[Directions]
Copy out every line exactly, passing over the pictures.

[Image point annotation entries]
******
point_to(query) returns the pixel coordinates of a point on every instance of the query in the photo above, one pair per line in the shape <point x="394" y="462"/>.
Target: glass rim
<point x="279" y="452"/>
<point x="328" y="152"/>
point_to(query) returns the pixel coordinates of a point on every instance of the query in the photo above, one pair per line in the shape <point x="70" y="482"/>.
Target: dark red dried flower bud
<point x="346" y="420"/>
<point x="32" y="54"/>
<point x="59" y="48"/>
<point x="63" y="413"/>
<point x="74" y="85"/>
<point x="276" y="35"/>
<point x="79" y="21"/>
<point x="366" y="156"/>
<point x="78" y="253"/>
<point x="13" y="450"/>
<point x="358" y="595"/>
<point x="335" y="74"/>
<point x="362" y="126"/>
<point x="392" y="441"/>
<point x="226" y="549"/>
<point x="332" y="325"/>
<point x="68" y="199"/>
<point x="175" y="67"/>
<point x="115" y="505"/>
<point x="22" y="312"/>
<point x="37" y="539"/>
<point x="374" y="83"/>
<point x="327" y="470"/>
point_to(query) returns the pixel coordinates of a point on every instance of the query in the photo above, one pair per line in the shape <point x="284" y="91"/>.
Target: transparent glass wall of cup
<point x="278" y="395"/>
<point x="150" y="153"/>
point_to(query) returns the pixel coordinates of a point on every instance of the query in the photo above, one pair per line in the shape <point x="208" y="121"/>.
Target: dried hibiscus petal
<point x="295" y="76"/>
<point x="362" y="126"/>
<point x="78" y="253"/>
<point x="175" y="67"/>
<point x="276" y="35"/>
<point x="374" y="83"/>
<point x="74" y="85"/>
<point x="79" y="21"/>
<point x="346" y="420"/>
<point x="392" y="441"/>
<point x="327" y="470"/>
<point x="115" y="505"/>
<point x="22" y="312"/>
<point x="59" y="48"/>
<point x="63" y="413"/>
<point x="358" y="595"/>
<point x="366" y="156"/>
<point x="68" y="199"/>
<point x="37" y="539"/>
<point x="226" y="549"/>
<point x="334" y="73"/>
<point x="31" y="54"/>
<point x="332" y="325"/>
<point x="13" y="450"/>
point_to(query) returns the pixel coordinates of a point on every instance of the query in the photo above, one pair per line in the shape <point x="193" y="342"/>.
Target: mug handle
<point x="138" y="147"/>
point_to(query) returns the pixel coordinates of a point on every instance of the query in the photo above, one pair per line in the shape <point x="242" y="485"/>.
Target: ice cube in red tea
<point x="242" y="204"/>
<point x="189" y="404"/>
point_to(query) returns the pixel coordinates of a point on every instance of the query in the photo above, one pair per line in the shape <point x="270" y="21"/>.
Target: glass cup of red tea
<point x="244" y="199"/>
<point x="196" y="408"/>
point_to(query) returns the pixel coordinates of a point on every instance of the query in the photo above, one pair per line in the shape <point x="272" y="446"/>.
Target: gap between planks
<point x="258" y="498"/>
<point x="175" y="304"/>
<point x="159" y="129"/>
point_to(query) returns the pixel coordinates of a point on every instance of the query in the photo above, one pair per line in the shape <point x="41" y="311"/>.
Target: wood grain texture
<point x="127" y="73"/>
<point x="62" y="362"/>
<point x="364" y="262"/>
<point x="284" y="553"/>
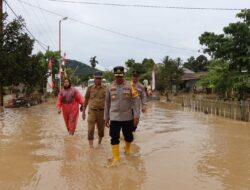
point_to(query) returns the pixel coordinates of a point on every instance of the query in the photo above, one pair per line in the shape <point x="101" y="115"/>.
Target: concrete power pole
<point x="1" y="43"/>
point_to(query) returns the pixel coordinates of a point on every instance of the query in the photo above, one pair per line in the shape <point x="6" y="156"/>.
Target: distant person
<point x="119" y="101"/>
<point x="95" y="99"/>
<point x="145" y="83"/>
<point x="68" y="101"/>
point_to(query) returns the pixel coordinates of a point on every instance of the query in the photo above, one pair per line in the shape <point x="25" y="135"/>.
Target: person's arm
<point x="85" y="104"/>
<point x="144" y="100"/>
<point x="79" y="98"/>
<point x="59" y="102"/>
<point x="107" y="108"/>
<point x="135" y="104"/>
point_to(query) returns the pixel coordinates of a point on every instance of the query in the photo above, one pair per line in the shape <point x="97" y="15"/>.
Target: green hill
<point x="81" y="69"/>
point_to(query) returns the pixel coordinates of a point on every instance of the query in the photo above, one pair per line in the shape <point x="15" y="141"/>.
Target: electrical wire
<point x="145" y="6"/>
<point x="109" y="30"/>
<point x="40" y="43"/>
******
[Solution below]
point_to(query) returns the pixel coordinates of a point on every instance of the query in the photo above, one pair per line in the shape <point x="394" y="462"/>.
Target: glass rim
<point x="279" y="452"/>
<point x="328" y="152"/>
point_to(query) returns the pixel coordinates of a point on every instance of the query in the photo above, one pair per line in the shape <point x="70" y="482"/>.
Target: dark red dried flower bud
<point x="346" y="420"/>
<point x="32" y="54"/>
<point x="59" y="48"/>
<point x="63" y="413"/>
<point x="74" y="85"/>
<point x="276" y="35"/>
<point x="79" y="21"/>
<point x="366" y="156"/>
<point x="78" y="253"/>
<point x="13" y="450"/>
<point x="358" y="595"/>
<point x="335" y="74"/>
<point x="362" y="126"/>
<point x="392" y="441"/>
<point x="226" y="549"/>
<point x="332" y="325"/>
<point x="68" y="199"/>
<point x="175" y="67"/>
<point x="115" y="505"/>
<point x="22" y="312"/>
<point x="37" y="539"/>
<point x="374" y="83"/>
<point x="327" y="470"/>
point_to(query) returns the pixel coordinates of a point on every instance of the query in the photo above, one pair per line in the shape <point x="284" y="91"/>.
Target: transparent glass wall of cup
<point x="278" y="395"/>
<point x="150" y="153"/>
point_to(query) returns the pixel coordinates of a point on every instance of the query in the photo above, one pair per line in the shape <point x="208" y="121"/>.
Target: dried hibiscus petal
<point x="295" y="76"/>
<point x="362" y="126"/>
<point x="78" y="253"/>
<point x="175" y="67"/>
<point x="276" y="35"/>
<point x="374" y="83"/>
<point x="74" y="85"/>
<point x="79" y="21"/>
<point x="346" y="420"/>
<point x="392" y="441"/>
<point x="327" y="470"/>
<point x="115" y="505"/>
<point x="22" y="312"/>
<point x="59" y="48"/>
<point x="63" y="413"/>
<point x="358" y="595"/>
<point x="366" y="156"/>
<point x="68" y="199"/>
<point x="37" y="539"/>
<point x="226" y="549"/>
<point x="334" y="73"/>
<point x="31" y="54"/>
<point x="332" y="325"/>
<point x="13" y="450"/>
point_to(query) returns the pixel coordinates of a point on every instance of the query in the photo above, one pair per line in the shape <point x="193" y="342"/>.
Target: mug handle
<point x="138" y="147"/>
point_to(query) returns the pixel coordinates of a point on every instance of the query in the photo above, one pair per line in the shape <point x="242" y="485"/>.
Target: ice cube in red tea
<point x="242" y="204"/>
<point x="189" y="404"/>
point_to(query) returns the pixel coordinates of a point on every instance of the query in the photo above, one pair per line in the shape <point x="270" y="21"/>.
Target: glass cup of red tea
<point x="244" y="199"/>
<point x="196" y="408"/>
point_to(query) returns the pixel coordinates of a point on every instance of the query in the photo above, one pair per line in the shape <point x="272" y="446"/>.
Target: gap between planks
<point x="258" y="498"/>
<point x="175" y="304"/>
<point x="159" y="129"/>
point_to(query) returns the pixel coordinates of a point on every instance of the query in the photo above, one pair per line in the shape <point x="41" y="311"/>.
Target: wood grain texture
<point x="127" y="73"/>
<point x="62" y="362"/>
<point x="364" y="262"/>
<point x="284" y="553"/>
point_to(query) returns the pixel coordinates of a point on every instance of the query in the photo above, one pair per line in the shape <point x="101" y="115"/>.
Target: concrete power pole
<point x="1" y="43"/>
point_to(query) returns the pixel coordinates of a point on every instance of the query in the photo above, one pair per line in the shape <point x="6" y="156"/>.
Target: distant person
<point x="119" y="101"/>
<point x="95" y="99"/>
<point x="145" y="83"/>
<point x="68" y="101"/>
point_to(query) returns the pixel coordinates of a point on every instance of the query in the photo above, one pair per line in the shape <point x="25" y="135"/>.
Target: person's arm
<point x="85" y="104"/>
<point x="144" y="100"/>
<point x="79" y="98"/>
<point x="59" y="102"/>
<point x="107" y="108"/>
<point x="135" y="104"/>
point_to(query) returns the pixel coordinates of a point on every instance of the query in the photo above, one pair per line in the shape <point x="97" y="15"/>.
Target: green hill
<point x="81" y="69"/>
point_to(query) returns the pixel coordinates of a point on every instance of the query in the photo above, one pair per line in the shape <point x="15" y="141"/>.
Target: electrical wire
<point x="145" y="6"/>
<point x="109" y="30"/>
<point x="40" y="43"/>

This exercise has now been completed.